Task instructions: Can you convert every line of the listing below into a Markdown table with two columns, Row for the running number and Text for the line itself, skipping any blank lines?

Supplied material:
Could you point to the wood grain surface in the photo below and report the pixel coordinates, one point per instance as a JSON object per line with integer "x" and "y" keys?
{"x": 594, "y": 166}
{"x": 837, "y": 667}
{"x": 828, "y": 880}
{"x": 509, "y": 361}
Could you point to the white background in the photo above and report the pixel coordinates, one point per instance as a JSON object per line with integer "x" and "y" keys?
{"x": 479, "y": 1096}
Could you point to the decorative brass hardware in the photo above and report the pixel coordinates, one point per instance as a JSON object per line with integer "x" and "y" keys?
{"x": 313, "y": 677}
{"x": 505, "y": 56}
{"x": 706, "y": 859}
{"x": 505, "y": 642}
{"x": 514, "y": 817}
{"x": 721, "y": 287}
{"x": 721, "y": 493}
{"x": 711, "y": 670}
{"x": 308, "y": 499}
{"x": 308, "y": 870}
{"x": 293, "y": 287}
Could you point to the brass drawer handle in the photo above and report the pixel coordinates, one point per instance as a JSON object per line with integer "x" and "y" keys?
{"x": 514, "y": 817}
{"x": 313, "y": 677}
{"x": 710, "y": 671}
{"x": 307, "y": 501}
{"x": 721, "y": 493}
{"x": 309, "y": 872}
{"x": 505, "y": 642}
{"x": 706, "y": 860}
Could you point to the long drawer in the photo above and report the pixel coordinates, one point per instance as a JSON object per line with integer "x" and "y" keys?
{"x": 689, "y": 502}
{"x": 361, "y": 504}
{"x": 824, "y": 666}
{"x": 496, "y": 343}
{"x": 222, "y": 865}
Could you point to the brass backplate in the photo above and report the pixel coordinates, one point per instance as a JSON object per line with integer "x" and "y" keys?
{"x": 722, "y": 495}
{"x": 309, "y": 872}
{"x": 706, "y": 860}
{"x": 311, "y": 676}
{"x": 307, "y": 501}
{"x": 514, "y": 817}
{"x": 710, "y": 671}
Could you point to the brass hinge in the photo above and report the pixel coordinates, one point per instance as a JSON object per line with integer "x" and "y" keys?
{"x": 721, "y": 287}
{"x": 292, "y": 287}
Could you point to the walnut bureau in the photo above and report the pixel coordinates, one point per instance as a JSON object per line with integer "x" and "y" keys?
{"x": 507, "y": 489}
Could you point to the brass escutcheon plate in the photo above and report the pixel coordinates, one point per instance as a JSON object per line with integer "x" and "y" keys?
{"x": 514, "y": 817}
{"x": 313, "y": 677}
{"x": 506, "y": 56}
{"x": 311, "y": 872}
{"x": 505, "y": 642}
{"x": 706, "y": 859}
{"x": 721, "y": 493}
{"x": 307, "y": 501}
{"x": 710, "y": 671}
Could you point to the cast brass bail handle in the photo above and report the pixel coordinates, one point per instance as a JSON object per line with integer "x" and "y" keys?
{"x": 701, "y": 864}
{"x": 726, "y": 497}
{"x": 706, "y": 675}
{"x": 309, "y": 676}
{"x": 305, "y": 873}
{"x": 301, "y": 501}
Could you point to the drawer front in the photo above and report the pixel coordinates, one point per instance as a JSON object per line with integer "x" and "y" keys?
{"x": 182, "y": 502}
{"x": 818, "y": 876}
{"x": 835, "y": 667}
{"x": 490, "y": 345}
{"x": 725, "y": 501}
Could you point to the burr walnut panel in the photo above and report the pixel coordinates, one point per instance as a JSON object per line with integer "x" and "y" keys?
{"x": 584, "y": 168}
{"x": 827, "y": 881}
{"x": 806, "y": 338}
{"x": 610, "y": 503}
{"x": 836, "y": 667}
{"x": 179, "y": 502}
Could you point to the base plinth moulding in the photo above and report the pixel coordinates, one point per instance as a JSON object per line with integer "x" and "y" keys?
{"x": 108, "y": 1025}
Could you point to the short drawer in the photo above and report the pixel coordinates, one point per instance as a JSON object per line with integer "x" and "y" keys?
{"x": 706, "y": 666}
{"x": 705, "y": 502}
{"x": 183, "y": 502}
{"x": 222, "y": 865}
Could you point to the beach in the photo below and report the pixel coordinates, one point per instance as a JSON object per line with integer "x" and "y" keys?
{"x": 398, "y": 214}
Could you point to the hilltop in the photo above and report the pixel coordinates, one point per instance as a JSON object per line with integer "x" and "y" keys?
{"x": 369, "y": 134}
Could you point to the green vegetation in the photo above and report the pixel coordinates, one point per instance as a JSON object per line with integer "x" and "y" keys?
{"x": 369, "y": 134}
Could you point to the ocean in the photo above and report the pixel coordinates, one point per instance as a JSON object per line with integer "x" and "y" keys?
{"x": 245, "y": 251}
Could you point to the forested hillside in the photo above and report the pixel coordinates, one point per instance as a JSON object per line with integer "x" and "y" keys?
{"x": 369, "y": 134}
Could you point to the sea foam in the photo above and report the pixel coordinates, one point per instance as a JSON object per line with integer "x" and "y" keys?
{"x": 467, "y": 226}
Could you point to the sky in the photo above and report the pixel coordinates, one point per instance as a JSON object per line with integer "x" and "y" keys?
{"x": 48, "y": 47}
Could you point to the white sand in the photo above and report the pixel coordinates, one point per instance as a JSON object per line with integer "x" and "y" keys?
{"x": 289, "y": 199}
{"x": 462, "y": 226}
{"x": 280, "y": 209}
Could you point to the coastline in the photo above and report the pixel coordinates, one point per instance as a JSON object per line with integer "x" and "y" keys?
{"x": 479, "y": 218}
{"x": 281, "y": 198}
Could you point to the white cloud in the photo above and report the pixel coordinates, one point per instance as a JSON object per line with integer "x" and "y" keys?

Finished task:
| Row | Text |
|---|---|
| 1 | Could you point to the wood grain surface in the photo below and report the pixel coordinates, one point per instance as a JSON object per line with integer "x" and "y" keys? |
| 2 | {"x": 594, "y": 166} |
| 3 | {"x": 837, "y": 667} |
| 4 | {"x": 828, "y": 880} |
| 5 | {"x": 509, "y": 361} |
| 6 | Could you point to the white background in the photo above and report the pixel coordinates, one point per instance as a JSON object per line with integer "x" and "y" keys? |
| 7 | {"x": 479, "y": 1096} |
| 8 | Could you point to the decorative brass hardware in the photo above and report the pixel coordinates, one point per instance as a JSON object per line with integer "x" and "y" keys? |
| 9 | {"x": 313, "y": 677} |
| 10 | {"x": 505, "y": 56} |
| 11 | {"x": 706, "y": 859} |
| 12 | {"x": 505, "y": 642} |
| 13 | {"x": 514, "y": 817} |
| 14 | {"x": 721, "y": 287} |
| 15 | {"x": 721, "y": 493} |
| 16 | {"x": 711, "y": 670} |
| 17 | {"x": 308, "y": 499} |
| 18 | {"x": 308, "y": 870} |
| 19 | {"x": 293, "y": 287} |
| 20 | Could you point to the brass drawer handle in the photo above and report the pixel coordinates, one point per instance as a JSON object per line with integer "x" and "y" keys? |
| 21 | {"x": 514, "y": 817} |
| 22 | {"x": 313, "y": 677} |
| 23 | {"x": 710, "y": 671} |
| 24 | {"x": 307, "y": 501} |
| 25 | {"x": 721, "y": 493} |
| 26 | {"x": 309, "y": 872} |
| 27 | {"x": 505, "y": 642} |
| 28 | {"x": 706, "y": 860} |
| 29 | Could you point to the long drawer in the photo above and report the pixel coordinates, one point per instance as a JSON object per line with integer "x" and "y" keys? |
| 30 | {"x": 689, "y": 502} |
| 31 | {"x": 361, "y": 504} |
| 32 | {"x": 824, "y": 666} |
| 33 | {"x": 496, "y": 343} |
| 34 | {"x": 222, "y": 865} |
| 35 | Could you point to the brass backplate in the photo above and report the pixel coordinates, one point per instance as a JSON object per line with integer "x" and "y" keys? |
| 36 | {"x": 722, "y": 495} |
| 37 | {"x": 309, "y": 872} |
| 38 | {"x": 706, "y": 860} |
| 39 | {"x": 311, "y": 676} |
| 40 | {"x": 307, "y": 501} |
| 41 | {"x": 514, "y": 817} |
| 42 | {"x": 710, "y": 671} |
| 43 | Could you point to the brass hinge in the photo above and report the pixel coordinates, one point per instance as a JSON object per line with integer "x" and "y" keys? |
| 44 | {"x": 721, "y": 287} |
| 45 | {"x": 292, "y": 287} |
| 46 | Could you point to the walnut bureau in the photo above and report the pixel coordinates, one point per instance as a JSON object per line with integer "x" and "y" keys? |
| 47 | {"x": 507, "y": 489} |
| 48 | Could you point to the brass escutcheon plate in the photo above and report the pixel coordinates, one point per instance as a JSON object per line with integer "x" and "y" keys? |
| 49 | {"x": 514, "y": 817} |
| 50 | {"x": 313, "y": 677} |
| 51 | {"x": 506, "y": 56} |
| 52 | {"x": 311, "y": 872} |
| 53 | {"x": 505, "y": 642} |
| 54 | {"x": 706, "y": 859} |
| 55 | {"x": 721, "y": 493} |
| 56 | {"x": 307, "y": 501} |
| 57 | {"x": 710, "y": 671} |
| 58 | Could you point to the cast brass bail handle in the photo above and report the pixel coordinates, one point per instance as a JSON object per line with integer "x" and "y" keys? |
| 59 | {"x": 701, "y": 864} |
| 60 | {"x": 726, "y": 497} |
| 61 | {"x": 706, "y": 675} |
| 62 | {"x": 309, "y": 676} |
| 63 | {"x": 305, "y": 873} |
| 64 | {"x": 301, "y": 501} |
| 65 | Could you point to the drawer front in the photo above and report the pixel coordinates, one point per instance as a JSON object per line with integer "x" and "y" keys? |
| 66 | {"x": 182, "y": 502} |
| 67 | {"x": 818, "y": 876} |
| 68 | {"x": 835, "y": 667} |
| 69 | {"x": 490, "y": 345} |
| 70 | {"x": 725, "y": 501} |
| 71 | Could you point to the burr walnut panel in the photo above and report the pixel coordinates, one point per instance as a JSON object per line with integer "x" and "y" keys? |
| 72 | {"x": 584, "y": 168} |
| 73 | {"x": 827, "y": 881} |
| 74 | {"x": 806, "y": 338} |
| 75 | {"x": 610, "y": 503} |
| 76 | {"x": 836, "y": 667} |
| 77 | {"x": 179, "y": 502} |
| 78 | Could you point to the base plinth moulding in the photo above and report the pixel coordinates, one point per instance as a JSON object per line with integer "x" and "y" keys? |
| 79 | {"x": 108, "y": 1025} |
| 80 | Could you point to the short drawer in the photo above and report the pixel coordinates, one point per instance as a JSON object per line with integer "x" and "y" keys? |
| 81 | {"x": 706, "y": 666} |
| 82 | {"x": 705, "y": 502} |
| 83 | {"x": 183, "y": 502} |
| 84 | {"x": 222, "y": 865} |
| 85 | Could you point to the beach in the photo below and report the pixel coordinates, one point per instance as a JSON object per line with integer "x" and "y" keys? |
| 86 | {"x": 398, "y": 214} |
| 87 | Could you point to the hilltop in the photo above and report the pixel coordinates, one point per instance as a JSON object per line with integer "x" and "y" keys? |
| 88 | {"x": 369, "y": 134} |
| 89 | Could you point to the green vegetation in the photo above and report the pixel coordinates, one point per instance as a JSON object per line with integer "x" and "y" keys? |
| 90 | {"x": 369, "y": 134} |
| 91 | Could you point to the ocean in the photo above and report the pixel coordinates, one point per instance as a JSON object per line with integer "x" and "y" keys? |
| 92 | {"x": 245, "y": 251} |
| 93 | Could you point to the forested hillside in the photo above and report the pixel coordinates, one point per instance as a JSON object per line with integer "x" and "y" keys? |
| 94 | {"x": 369, "y": 134} |
| 95 | Could you point to the sea foam in the photo above and report the pixel coordinates, one point per instance as a JSON object per line with integer "x" and "y" keys? |
| 96 | {"x": 467, "y": 226} |
| 97 | Could you point to the sky in the photo above and report the pixel coordinates, one point per instance as a JSON object per line with integer "x" and "y" keys? |
| 98 | {"x": 48, "y": 47} |
| 99 | Could you point to the white sand in the photo above and report the pixel coordinates, one point per instance as a JSON object per line with integer "x" and "y" keys? |
| 100 | {"x": 289, "y": 199} |
| 101 | {"x": 462, "y": 226} |
| 102 | {"x": 280, "y": 209} |
| 103 | Could you point to the coastline in the photo above and report the pixel coordinates, one point per instance as a JSON object per line with integer "x" and "y" keys? |
| 104 | {"x": 479, "y": 218} |
| 105 | {"x": 281, "y": 198} |
| 106 | Could you point to the white cloud in the photo above and report the pixel coordinates, one point per instance as a JSON object per line with integer "x" and "y" keys? |